+++ EXTRACTED MATERIAL
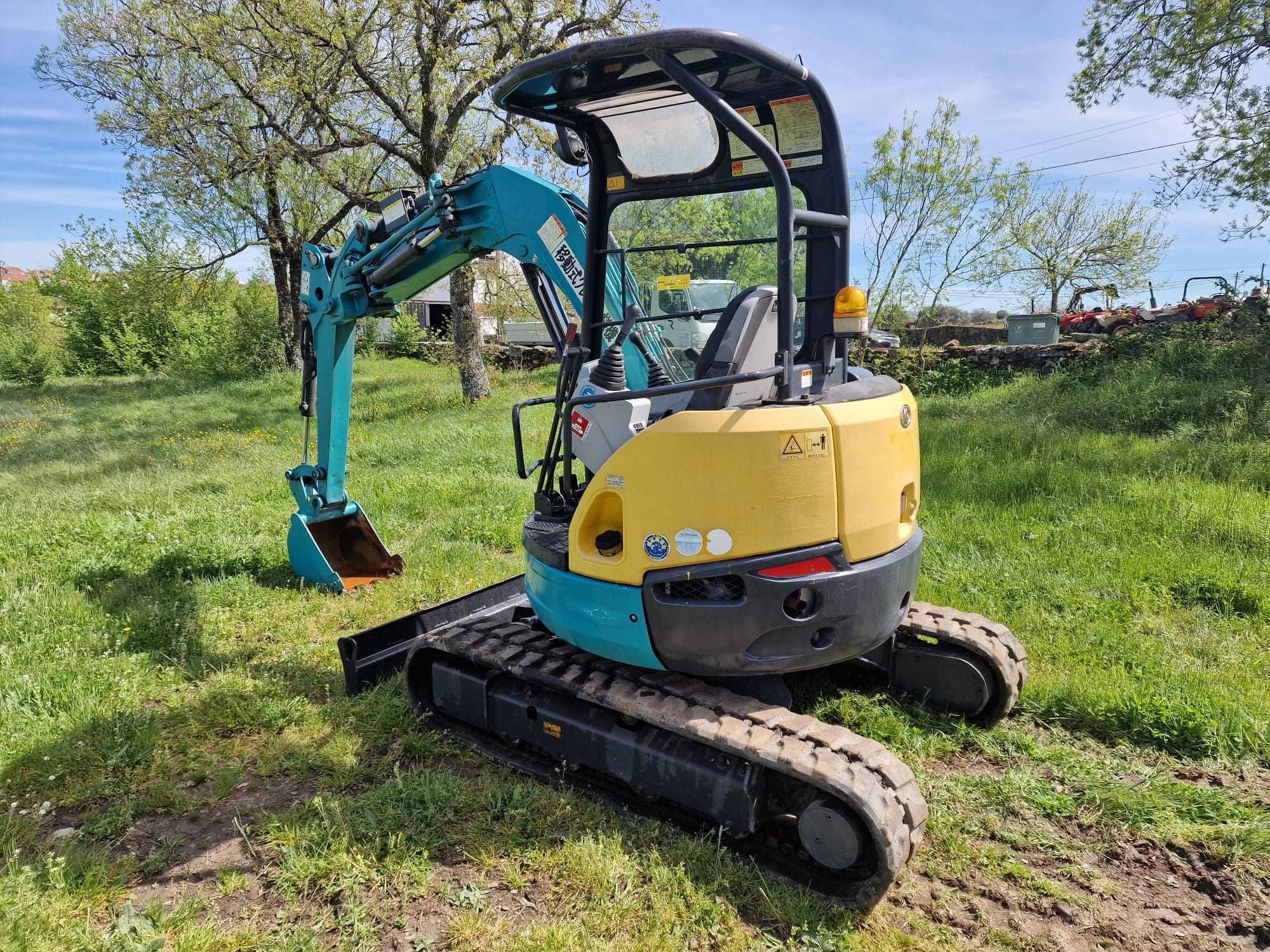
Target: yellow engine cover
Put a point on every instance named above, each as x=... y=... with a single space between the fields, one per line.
x=705 y=486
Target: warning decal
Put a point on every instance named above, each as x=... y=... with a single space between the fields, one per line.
x=675 y=282
x=553 y=235
x=751 y=167
x=808 y=445
x=798 y=125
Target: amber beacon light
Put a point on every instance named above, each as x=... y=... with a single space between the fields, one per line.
x=852 y=312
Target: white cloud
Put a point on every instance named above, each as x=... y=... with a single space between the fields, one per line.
x=21 y=112
x=35 y=253
x=67 y=196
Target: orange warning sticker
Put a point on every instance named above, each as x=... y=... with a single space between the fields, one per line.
x=806 y=445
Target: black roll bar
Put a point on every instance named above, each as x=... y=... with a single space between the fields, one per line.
x=732 y=121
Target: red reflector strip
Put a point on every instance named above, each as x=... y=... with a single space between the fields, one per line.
x=808 y=567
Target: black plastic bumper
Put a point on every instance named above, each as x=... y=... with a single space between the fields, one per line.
x=726 y=619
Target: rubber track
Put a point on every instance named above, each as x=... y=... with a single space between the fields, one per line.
x=986 y=639
x=858 y=771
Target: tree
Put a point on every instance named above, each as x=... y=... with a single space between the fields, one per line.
x=1207 y=55
x=973 y=242
x=919 y=183
x=197 y=149
x=1064 y=235
x=408 y=79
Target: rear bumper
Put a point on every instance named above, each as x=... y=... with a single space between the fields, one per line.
x=725 y=619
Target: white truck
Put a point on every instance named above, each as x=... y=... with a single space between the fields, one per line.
x=680 y=333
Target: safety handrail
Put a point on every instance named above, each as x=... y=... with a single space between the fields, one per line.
x=665 y=390
x=516 y=437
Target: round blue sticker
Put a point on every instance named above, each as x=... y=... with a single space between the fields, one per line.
x=657 y=548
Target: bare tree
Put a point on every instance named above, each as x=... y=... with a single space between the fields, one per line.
x=919 y=182
x=1065 y=235
x=413 y=83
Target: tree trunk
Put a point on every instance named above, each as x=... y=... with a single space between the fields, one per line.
x=294 y=267
x=286 y=271
x=286 y=305
x=467 y=327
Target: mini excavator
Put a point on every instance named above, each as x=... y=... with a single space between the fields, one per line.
x=703 y=527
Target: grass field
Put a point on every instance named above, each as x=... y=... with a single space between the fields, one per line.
x=172 y=694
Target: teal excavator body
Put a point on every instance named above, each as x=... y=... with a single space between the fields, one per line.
x=418 y=239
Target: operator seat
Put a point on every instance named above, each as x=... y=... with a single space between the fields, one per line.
x=745 y=340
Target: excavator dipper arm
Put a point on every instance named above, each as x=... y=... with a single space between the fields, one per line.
x=420 y=241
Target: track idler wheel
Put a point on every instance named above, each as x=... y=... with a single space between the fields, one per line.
x=831 y=835
x=957 y=663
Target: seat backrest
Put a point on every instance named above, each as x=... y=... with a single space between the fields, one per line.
x=745 y=340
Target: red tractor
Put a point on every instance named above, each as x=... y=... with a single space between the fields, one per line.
x=1202 y=308
x=1103 y=319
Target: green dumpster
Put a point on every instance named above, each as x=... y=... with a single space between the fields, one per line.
x=1032 y=329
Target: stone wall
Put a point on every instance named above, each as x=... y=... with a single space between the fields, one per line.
x=1018 y=357
x=965 y=333
x=506 y=357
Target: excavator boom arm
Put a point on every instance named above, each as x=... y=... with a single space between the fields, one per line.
x=418 y=242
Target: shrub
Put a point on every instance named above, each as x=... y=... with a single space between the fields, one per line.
x=232 y=333
x=29 y=361
x=406 y=337
x=369 y=338
x=31 y=343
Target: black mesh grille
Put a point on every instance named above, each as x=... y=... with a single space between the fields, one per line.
x=719 y=588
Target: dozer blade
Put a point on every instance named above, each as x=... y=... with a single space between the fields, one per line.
x=341 y=553
x=378 y=653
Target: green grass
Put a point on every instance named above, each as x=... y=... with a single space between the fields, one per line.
x=159 y=661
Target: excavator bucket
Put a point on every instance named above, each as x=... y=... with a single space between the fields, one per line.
x=340 y=553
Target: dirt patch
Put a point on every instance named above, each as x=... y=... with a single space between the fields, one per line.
x=1137 y=897
x=427 y=920
x=180 y=852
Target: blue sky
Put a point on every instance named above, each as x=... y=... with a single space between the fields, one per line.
x=1006 y=64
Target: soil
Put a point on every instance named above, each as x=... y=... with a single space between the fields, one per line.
x=195 y=847
x=1139 y=896
x=1145 y=897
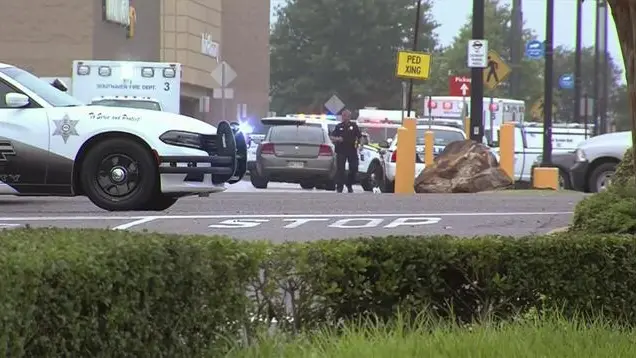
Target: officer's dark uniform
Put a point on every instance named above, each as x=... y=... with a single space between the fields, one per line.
x=346 y=151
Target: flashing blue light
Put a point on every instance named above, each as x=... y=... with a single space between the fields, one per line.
x=245 y=128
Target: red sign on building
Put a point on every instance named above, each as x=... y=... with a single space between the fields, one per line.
x=459 y=86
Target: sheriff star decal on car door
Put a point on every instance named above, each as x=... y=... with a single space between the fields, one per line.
x=65 y=128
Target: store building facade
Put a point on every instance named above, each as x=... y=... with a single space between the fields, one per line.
x=196 y=33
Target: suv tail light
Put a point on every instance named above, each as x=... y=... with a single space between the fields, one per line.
x=267 y=148
x=325 y=151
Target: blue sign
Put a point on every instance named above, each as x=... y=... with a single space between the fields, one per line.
x=534 y=50
x=566 y=81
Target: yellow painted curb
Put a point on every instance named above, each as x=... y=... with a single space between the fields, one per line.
x=558 y=230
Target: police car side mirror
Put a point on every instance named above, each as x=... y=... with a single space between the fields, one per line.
x=59 y=84
x=16 y=100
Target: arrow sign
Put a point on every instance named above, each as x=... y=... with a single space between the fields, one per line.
x=566 y=81
x=464 y=89
x=459 y=86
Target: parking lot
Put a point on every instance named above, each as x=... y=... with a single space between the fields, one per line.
x=287 y=212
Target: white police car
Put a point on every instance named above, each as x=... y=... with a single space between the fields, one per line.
x=120 y=158
x=383 y=170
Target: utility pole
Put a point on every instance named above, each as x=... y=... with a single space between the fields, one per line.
x=577 y=62
x=477 y=77
x=548 y=78
x=605 y=71
x=415 y=38
x=516 y=43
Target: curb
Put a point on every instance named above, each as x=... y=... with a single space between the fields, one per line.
x=558 y=230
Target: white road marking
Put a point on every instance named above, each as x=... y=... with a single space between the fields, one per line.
x=282 y=216
x=6 y=225
x=134 y=223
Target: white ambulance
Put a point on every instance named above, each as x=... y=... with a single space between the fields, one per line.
x=134 y=84
x=120 y=158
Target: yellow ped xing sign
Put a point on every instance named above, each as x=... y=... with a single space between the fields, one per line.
x=496 y=71
x=413 y=65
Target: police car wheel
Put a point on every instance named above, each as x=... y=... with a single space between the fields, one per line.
x=330 y=186
x=119 y=175
x=373 y=178
x=258 y=182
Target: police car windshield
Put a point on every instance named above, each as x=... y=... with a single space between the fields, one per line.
x=297 y=134
x=50 y=94
x=127 y=103
x=442 y=137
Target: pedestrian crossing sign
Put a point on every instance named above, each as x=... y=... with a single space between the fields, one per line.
x=496 y=71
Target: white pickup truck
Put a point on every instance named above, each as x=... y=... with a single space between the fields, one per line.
x=596 y=160
x=120 y=158
x=529 y=146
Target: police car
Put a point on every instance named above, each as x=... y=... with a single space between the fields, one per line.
x=120 y=158
x=128 y=101
x=374 y=131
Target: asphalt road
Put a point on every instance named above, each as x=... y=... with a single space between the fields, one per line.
x=286 y=212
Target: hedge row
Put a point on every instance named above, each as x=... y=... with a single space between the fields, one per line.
x=87 y=293
x=612 y=211
x=625 y=172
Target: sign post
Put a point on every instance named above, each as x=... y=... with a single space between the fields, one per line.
x=535 y=50
x=587 y=107
x=413 y=65
x=459 y=86
x=477 y=61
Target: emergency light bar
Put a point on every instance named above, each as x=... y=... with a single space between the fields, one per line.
x=106 y=71
x=324 y=117
x=278 y=121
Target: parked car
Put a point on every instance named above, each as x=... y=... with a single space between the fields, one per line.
x=596 y=161
x=295 y=154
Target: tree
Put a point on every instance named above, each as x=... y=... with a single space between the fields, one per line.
x=564 y=62
x=498 y=33
x=322 y=47
x=624 y=14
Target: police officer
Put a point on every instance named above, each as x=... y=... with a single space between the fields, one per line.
x=346 y=136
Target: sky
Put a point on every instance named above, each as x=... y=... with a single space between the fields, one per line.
x=452 y=14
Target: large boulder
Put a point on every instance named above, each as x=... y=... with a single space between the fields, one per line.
x=463 y=167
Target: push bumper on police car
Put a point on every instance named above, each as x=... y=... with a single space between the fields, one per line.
x=204 y=163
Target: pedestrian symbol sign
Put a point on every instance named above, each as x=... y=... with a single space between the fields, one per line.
x=496 y=71
x=413 y=65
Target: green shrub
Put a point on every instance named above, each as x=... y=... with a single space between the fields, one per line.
x=607 y=212
x=88 y=293
x=625 y=172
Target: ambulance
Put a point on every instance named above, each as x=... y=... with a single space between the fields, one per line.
x=134 y=84
x=496 y=110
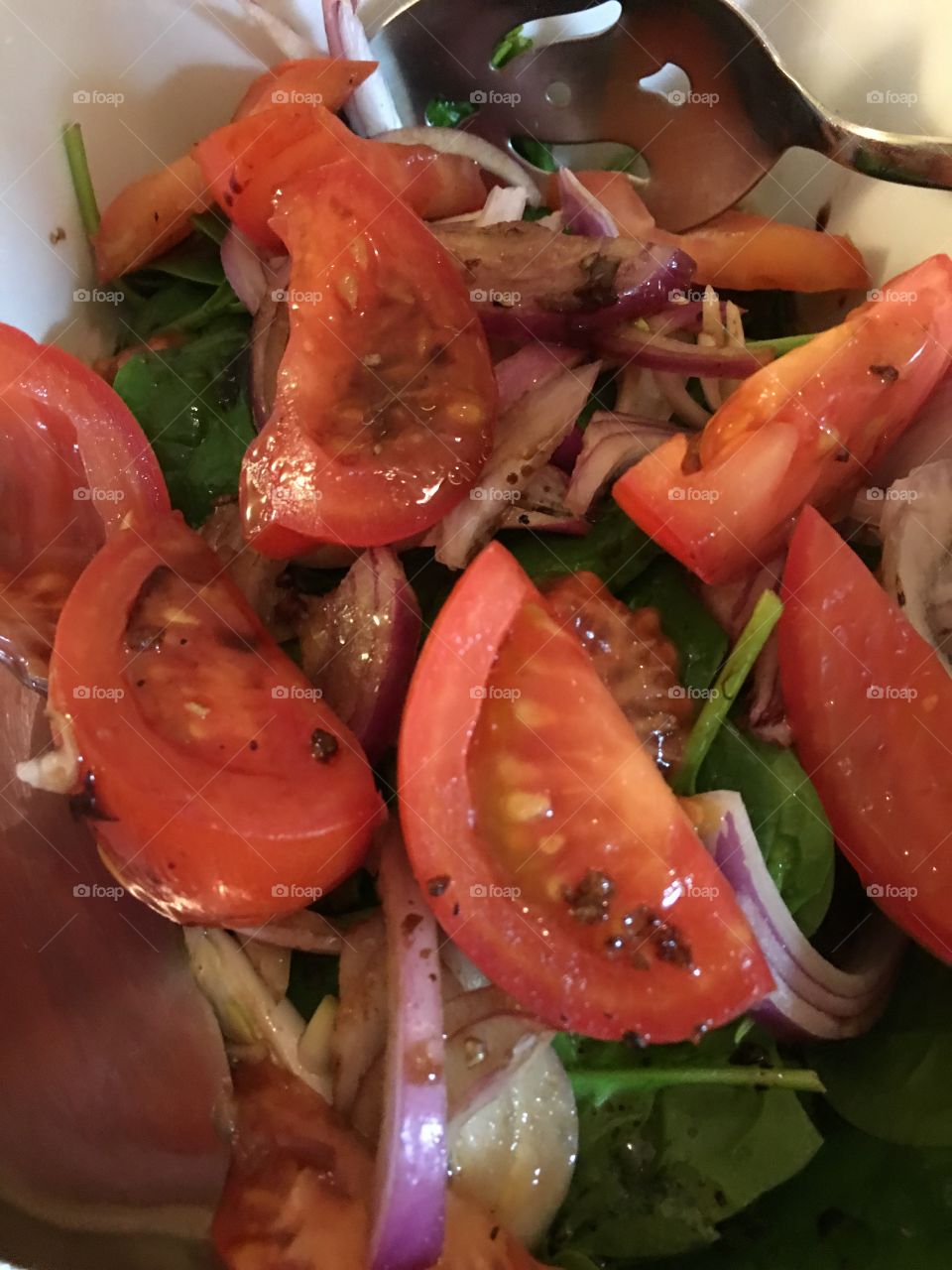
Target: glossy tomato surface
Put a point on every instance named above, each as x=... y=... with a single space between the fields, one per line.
x=386 y=397
x=221 y=788
x=807 y=429
x=299 y=1189
x=548 y=843
x=870 y=703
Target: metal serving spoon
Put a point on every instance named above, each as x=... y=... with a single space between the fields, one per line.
x=705 y=143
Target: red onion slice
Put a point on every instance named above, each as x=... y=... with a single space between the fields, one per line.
x=610 y=445
x=413 y=1160
x=584 y=213
x=359 y=645
x=814 y=998
x=531 y=284
x=658 y=352
x=530 y=368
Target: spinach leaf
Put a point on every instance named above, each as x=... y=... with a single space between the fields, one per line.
x=861 y=1205
x=787 y=817
x=701 y=642
x=893 y=1082
x=616 y=549
x=191 y=404
x=660 y=1169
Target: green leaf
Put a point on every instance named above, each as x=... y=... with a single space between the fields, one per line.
x=616 y=549
x=724 y=694
x=191 y=404
x=660 y=1169
x=511 y=46
x=896 y=1080
x=701 y=642
x=785 y=815
x=444 y=113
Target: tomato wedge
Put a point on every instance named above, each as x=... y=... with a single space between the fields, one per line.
x=806 y=429
x=246 y=164
x=299 y=1183
x=222 y=790
x=738 y=250
x=325 y=81
x=547 y=842
x=386 y=395
x=870 y=703
x=75 y=466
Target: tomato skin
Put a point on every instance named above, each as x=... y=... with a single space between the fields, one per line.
x=384 y=344
x=803 y=430
x=246 y=164
x=325 y=80
x=738 y=250
x=870 y=703
x=299 y=1184
x=465 y=725
x=198 y=733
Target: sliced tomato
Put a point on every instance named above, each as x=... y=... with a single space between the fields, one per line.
x=870 y=703
x=299 y=1188
x=246 y=164
x=221 y=788
x=149 y=217
x=806 y=429
x=634 y=658
x=325 y=81
x=738 y=250
x=75 y=466
x=386 y=395
x=547 y=842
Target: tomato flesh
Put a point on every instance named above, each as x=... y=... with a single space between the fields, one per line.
x=222 y=789
x=807 y=429
x=547 y=842
x=246 y=166
x=870 y=703
x=301 y=1182
x=386 y=397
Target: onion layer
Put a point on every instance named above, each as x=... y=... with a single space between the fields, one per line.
x=412 y=1160
x=814 y=1000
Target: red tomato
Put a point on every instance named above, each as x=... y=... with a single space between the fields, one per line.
x=870 y=703
x=739 y=250
x=803 y=430
x=246 y=166
x=547 y=842
x=149 y=217
x=386 y=395
x=325 y=81
x=301 y=1182
x=221 y=789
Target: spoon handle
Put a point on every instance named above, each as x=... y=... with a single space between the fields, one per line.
x=896 y=157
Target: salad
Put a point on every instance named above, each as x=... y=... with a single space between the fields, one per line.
x=477 y=701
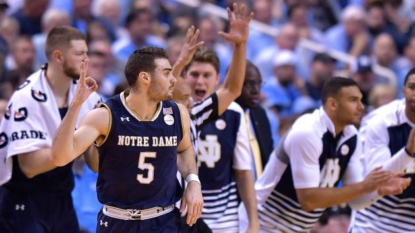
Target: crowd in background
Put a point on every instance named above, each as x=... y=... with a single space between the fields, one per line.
x=380 y=32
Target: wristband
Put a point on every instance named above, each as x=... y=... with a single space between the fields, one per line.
x=192 y=177
x=412 y=155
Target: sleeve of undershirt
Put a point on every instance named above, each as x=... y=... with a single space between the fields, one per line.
x=304 y=148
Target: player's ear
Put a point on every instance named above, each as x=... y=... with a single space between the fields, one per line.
x=144 y=77
x=331 y=103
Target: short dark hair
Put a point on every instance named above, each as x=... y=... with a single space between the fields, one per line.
x=410 y=72
x=135 y=14
x=205 y=55
x=334 y=85
x=142 y=60
x=61 y=37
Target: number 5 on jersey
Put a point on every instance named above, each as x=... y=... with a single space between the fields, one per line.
x=142 y=165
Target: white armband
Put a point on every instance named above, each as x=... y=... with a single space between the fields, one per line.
x=192 y=177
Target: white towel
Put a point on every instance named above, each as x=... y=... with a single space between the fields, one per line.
x=31 y=119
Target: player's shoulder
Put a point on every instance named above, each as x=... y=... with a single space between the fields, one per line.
x=235 y=107
x=27 y=90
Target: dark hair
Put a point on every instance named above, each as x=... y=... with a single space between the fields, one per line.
x=61 y=37
x=334 y=85
x=142 y=60
x=410 y=72
x=205 y=55
x=294 y=7
x=135 y=14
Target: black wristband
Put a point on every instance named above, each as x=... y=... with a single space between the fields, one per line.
x=412 y=155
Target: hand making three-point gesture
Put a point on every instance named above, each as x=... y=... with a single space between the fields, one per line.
x=86 y=85
x=239 y=25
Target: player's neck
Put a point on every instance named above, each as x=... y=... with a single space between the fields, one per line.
x=141 y=105
x=410 y=115
x=58 y=81
x=338 y=125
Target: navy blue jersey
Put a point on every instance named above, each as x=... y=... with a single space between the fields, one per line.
x=138 y=159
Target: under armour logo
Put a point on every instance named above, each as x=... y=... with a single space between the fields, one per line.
x=20 y=207
x=103 y=223
x=125 y=119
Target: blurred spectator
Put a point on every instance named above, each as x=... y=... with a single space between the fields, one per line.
x=98 y=69
x=52 y=18
x=22 y=58
x=322 y=16
x=138 y=25
x=281 y=90
x=286 y=39
x=209 y=28
x=174 y=48
x=9 y=30
x=350 y=36
x=407 y=61
x=116 y=68
x=30 y=16
x=384 y=52
x=297 y=15
x=84 y=196
x=322 y=69
x=258 y=40
x=3 y=106
x=260 y=127
x=364 y=76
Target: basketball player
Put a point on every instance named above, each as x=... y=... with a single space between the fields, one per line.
x=390 y=136
x=37 y=196
x=300 y=179
x=142 y=140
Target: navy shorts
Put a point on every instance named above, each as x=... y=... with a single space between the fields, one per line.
x=36 y=213
x=167 y=223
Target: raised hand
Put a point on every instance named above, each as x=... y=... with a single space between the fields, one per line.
x=395 y=185
x=86 y=85
x=410 y=145
x=190 y=46
x=377 y=178
x=239 y=25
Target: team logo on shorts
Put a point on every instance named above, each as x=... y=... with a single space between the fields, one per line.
x=8 y=112
x=3 y=140
x=21 y=114
x=220 y=124
x=24 y=84
x=344 y=150
x=169 y=119
x=39 y=96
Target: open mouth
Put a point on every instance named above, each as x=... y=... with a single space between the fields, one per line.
x=200 y=94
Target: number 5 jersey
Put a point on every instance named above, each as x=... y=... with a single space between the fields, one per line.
x=138 y=159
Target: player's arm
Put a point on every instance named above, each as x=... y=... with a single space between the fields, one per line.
x=378 y=152
x=304 y=148
x=68 y=144
x=35 y=163
x=186 y=164
x=242 y=165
++++++
● WHAT THIS TASK INVOLVES
The expected output is an exact copy of the lines from the top of the data above through the line containing "Target: white cloud", both included, with every picture omitted.

● RESPONSE AREA
Target: yellow engine cover
Put a point on every instance named above, each as x=... y=... with a single space between the fields, one per line.
x=705 y=486
Target: warning decal
Put a point on every instance named above, each as x=... y=... with a single space between the fields, one per line.
x=675 y=282
x=553 y=235
x=751 y=167
x=808 y=445
x=798 y=125
Target: amber beacon light
Put a point on every instance named above, each as x=... y=... with a single space between the fields, one per line.
x=852 y=312
Target: white cloud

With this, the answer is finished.